### Textauszug
'''

Aber das bestätigt ja vielleicht auch die Tatsache, dass es erforderlich ist, sich auf Bundesebene darüber Gedanken zu machen, hier einen prinzipiellen Wechsel vorzunehmen, um gerade die Dinge, die Sie dargestellt haben, zu verändern.
Um es gleich vorwegzunehmen: Auch wir, die SPDFraktion, sind der Meinung, dass die Teilprivatisierung unter den gegebenen Umständen ohne Alternative ist. Über das Wie, Frau Runge – da bin ich Ihrer Meinung –, müssen wir intensiv diskutieren. Allerdings denke ich, dass wir hier im Landtag zunächst die Länderinteressen ins Auge fassen und konkret benennen sollten, was wir wollen. Das hat Prof. Bolick jetzt zum Teil auch getan. Für alles andere ist der Bundestag, sind die Bundestagsabgeordneten zuständig. Und die Fraktionen, die hier
Anträge gestellt haben, haben ihre Vertreter auch im Bundestag, wo man, denke ich, in einen intensiven Austausch treten kann und die Meinungen dort transportieren sollte.

'''

Datensatzeinträge:
'''

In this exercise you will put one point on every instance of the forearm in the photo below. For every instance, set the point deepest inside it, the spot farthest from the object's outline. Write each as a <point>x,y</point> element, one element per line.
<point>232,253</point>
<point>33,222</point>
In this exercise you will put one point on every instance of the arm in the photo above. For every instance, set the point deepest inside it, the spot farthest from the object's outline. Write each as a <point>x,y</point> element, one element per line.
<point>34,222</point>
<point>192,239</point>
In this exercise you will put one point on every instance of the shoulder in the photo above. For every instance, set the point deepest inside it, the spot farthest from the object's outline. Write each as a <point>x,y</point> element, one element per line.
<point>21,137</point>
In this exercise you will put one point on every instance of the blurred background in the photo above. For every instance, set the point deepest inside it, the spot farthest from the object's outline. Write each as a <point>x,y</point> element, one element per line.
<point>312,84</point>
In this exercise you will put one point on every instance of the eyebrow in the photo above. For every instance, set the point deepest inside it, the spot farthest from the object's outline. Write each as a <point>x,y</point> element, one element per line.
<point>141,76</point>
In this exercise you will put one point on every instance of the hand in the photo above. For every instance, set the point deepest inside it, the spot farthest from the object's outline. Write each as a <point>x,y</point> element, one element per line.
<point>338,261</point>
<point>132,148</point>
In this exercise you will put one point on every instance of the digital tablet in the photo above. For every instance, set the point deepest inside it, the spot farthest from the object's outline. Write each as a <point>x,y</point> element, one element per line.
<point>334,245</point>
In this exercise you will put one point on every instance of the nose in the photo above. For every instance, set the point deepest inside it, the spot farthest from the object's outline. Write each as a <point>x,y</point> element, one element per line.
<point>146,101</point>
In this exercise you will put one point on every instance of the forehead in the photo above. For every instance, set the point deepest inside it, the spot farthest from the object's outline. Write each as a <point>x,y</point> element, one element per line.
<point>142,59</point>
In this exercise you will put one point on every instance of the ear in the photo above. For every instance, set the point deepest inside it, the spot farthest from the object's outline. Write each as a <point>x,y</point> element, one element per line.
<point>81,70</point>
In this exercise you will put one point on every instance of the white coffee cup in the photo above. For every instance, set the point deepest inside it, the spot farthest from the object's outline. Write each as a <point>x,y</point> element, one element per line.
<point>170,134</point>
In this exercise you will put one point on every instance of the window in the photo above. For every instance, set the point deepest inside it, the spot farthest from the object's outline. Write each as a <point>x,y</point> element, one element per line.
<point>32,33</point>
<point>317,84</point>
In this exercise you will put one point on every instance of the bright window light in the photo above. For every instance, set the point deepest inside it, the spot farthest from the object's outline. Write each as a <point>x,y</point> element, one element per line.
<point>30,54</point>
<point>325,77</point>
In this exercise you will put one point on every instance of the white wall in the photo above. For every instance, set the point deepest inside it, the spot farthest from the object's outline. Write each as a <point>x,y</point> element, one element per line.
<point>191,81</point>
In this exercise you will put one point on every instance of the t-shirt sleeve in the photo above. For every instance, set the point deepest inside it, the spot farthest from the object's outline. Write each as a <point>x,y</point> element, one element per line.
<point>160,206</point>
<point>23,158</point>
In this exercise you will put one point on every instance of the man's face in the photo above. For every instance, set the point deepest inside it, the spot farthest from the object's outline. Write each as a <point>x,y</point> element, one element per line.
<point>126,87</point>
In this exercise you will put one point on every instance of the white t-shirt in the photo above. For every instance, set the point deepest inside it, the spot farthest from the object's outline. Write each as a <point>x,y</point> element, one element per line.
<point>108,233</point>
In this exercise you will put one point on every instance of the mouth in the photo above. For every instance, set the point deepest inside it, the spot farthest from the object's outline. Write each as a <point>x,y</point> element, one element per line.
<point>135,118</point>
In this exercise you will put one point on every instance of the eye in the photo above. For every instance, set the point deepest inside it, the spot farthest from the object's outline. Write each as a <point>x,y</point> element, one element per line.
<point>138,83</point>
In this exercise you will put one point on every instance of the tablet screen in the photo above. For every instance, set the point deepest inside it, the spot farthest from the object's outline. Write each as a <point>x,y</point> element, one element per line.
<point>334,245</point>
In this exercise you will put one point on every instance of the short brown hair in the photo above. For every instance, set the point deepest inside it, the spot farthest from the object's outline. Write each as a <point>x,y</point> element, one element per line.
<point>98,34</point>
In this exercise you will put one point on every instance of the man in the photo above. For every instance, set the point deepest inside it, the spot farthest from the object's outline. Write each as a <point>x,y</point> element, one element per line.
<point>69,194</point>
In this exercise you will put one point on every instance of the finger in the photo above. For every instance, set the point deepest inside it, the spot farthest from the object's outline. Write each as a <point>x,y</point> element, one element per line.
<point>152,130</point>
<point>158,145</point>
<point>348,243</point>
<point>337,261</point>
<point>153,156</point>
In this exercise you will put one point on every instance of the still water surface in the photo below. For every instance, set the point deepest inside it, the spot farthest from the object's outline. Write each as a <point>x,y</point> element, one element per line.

'''

### Aufgabe
Schreiben Sie die Fortsetzung der Landtagsrede zur Teilprivatisierung, beginnend nach ihrem letzten Satz. Die Datensätze spielen hierfür keine Rolle.

### Ausgabe
Auf jeden Fall ist klar, dass das Unternehmen DB AG Verbindlichkeiten von fast 20 Milliarden Euro hat, die abgebaut werden müssen. Weitere Investitionen stehen an, um im Wettbewerb bestehen zu können. Auch Sachsen benötigt Geld, das der Bund nicht hat. Der Abbau der Schulden bei einer gleichzeitigen Investitionsoffensive ist ohne privates Kapital kaum möglich. Der Wettbewerb auf der Schiene – und dabei meine ich wirklich einen echten Wettbewerb – ist zu intensivieren, und vor allen Dingen ist für die Bahnkunden das Angebot im Sinne von Herrn Lichdi zu verbessern. Außerdem sind die Preise vernünftig zu gestalten.
Der Gesetzentwurf für den Börsengang der Bahn liegt seit vergangener Woche vor. Wir befinden uns zum gegenwärtigen Zeitpunkt in einer Phase der heißen Diskussion. Das ist gut und wegen der hohen Bedeutung, denke ich, auch wichtig.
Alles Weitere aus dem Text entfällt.